▶ **EXERCISE TASK**: Count the lines in the records below that contain the string "tree", matching case exactly. Reply with the number alone.
-- Start GIVEN INFORMATION --
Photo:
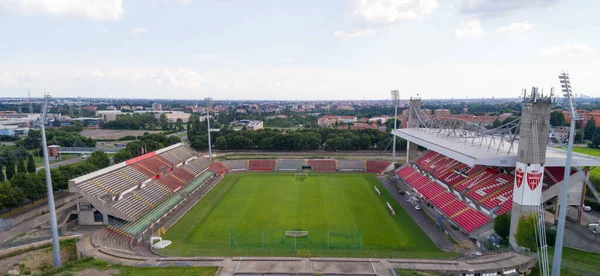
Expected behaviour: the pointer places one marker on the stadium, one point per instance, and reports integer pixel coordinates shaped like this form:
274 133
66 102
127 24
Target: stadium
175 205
-- End GIVEN INFORMATION --
-- Start GIVEN INFORMATION --
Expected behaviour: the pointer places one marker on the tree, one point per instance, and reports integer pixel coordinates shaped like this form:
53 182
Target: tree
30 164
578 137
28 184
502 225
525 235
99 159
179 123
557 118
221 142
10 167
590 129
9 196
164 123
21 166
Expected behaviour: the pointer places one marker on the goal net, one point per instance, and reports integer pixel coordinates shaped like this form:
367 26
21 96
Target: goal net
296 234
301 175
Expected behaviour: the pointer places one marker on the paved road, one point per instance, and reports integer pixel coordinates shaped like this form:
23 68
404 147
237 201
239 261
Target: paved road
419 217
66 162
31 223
-- End GIVEN INFORMATION --
-- Start GIVEN INFORMATION --
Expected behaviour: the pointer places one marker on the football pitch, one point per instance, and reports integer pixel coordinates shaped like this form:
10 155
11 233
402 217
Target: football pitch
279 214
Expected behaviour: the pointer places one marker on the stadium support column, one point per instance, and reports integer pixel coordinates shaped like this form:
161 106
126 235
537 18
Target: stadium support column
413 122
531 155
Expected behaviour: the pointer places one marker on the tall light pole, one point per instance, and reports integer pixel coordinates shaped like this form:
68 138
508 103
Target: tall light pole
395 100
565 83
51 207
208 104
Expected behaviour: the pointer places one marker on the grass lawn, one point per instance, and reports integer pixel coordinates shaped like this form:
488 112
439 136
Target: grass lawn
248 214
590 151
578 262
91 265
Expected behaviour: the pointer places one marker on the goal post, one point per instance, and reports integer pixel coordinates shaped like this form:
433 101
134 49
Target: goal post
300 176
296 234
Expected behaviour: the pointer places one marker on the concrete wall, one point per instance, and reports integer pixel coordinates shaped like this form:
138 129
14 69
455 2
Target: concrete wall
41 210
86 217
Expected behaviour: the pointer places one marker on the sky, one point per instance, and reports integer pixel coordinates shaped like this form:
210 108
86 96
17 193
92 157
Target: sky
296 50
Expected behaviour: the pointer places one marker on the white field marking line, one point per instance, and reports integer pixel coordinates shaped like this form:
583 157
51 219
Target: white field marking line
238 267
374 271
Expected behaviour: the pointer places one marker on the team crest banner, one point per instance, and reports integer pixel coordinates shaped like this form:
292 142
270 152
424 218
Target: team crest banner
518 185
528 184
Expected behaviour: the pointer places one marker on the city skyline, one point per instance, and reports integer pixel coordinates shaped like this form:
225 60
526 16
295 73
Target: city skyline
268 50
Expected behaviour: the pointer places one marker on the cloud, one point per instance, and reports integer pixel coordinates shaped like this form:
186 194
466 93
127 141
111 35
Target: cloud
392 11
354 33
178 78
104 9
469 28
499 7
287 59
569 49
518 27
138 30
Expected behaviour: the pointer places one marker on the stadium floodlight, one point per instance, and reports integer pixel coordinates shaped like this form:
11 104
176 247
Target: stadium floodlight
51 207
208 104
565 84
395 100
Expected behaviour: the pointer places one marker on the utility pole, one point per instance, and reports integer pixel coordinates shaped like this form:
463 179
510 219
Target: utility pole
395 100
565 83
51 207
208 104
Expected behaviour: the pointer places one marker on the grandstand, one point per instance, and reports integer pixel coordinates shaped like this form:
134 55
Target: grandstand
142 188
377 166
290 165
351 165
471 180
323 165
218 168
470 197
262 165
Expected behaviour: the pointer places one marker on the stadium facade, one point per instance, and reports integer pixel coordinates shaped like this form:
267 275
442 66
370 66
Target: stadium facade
-- End GIVEN INFORMATION --
▶ **ANSWER FOR THE TASK**: 2